- _Your goal_: Using the article on how men's and women's immune responses to Covid-19 differ, explain in one to three sentences why it matters that women's bodies produced more T cells.

- _Extracted text_:
Concern has been raised over the gender factor as more men still dominate the numbers of those most affected by Covid-19.
The oddity has been difficult to explain, even among scientists.
However, the first study to look at immune response to coronavirus by sex has turned up a clue.
The findings published on Wednesday in Nature Journal reveals that men produce a weaker immune response to the virus than women.
The research suggests that men, particularly those aged above 60, may need to depend more on vaccines to protect against the infection.
It stated that overall, women’s bodies produced more T cells, which can kill virus-infected cells and stop the infection from spreading.
Men showed much weaker activation of T cells, and that lag was linked to how sick they became. The older the men, the weaker their T cell responses.
Akiko Iwasaki at Yale University School of Medicine in New Haven, Connecticut, and colleagues studied the immune responses of 98 men and women infected with SARS-CoV-2. All had mild to moderate symptoms.
The researchers noticed that male participants’ typical immune response to infection differed from that of female participants, which could explain the more severe disease often observed in men. (Nature recognizes that sex and gender are neither binary nor fixed.)
The team found that in general, men had higher levels of certain inflammation-causing proteins known as cytokines and chemokines circulating in their blood than had women. By contrast, women tended to have a stronger response from immune cells known as T cells than did men. In men, an increase in symptom severity over time was associated with a weak T-cell response; in women, it was associated with increased amounts of inflammatory cytokines.
The study proposes taking sex into account when treating people with COVID-19.

- _Given records_:
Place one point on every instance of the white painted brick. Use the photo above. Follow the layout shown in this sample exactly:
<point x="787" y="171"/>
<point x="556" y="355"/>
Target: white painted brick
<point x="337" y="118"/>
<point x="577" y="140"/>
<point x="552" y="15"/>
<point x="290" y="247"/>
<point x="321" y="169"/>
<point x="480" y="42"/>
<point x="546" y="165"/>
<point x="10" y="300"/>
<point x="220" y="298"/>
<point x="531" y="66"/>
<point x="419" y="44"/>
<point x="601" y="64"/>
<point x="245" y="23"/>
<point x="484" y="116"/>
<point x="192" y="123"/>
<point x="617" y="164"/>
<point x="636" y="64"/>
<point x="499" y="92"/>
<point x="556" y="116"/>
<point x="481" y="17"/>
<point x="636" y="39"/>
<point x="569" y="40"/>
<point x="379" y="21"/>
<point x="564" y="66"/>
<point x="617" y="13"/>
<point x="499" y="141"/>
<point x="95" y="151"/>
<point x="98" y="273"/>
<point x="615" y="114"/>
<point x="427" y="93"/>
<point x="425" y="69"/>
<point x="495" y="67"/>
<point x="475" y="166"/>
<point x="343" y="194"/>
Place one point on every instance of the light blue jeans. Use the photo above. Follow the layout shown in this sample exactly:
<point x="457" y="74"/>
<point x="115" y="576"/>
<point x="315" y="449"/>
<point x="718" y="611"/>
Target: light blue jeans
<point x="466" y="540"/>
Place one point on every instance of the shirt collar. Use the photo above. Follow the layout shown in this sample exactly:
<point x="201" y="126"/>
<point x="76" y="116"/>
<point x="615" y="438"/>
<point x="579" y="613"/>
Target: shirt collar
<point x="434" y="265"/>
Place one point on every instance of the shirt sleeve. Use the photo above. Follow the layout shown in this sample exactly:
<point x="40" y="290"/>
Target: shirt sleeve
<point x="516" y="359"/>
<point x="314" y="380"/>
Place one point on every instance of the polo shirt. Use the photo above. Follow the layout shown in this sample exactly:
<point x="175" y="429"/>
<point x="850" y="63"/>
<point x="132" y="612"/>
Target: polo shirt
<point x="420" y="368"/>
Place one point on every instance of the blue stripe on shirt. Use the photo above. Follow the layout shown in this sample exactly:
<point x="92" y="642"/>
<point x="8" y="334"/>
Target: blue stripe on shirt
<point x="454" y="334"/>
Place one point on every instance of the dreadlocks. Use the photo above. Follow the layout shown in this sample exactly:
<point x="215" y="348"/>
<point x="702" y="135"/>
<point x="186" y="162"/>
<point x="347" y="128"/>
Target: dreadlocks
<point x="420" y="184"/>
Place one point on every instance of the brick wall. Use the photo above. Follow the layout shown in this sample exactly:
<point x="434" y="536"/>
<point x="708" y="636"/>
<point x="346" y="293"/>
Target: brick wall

- _Answer for this exercise_: T cells can kill virus-infected cells and stop the infection from spreading. Men showed much weaker T-cell activation, and that lag was linked to how sick they became.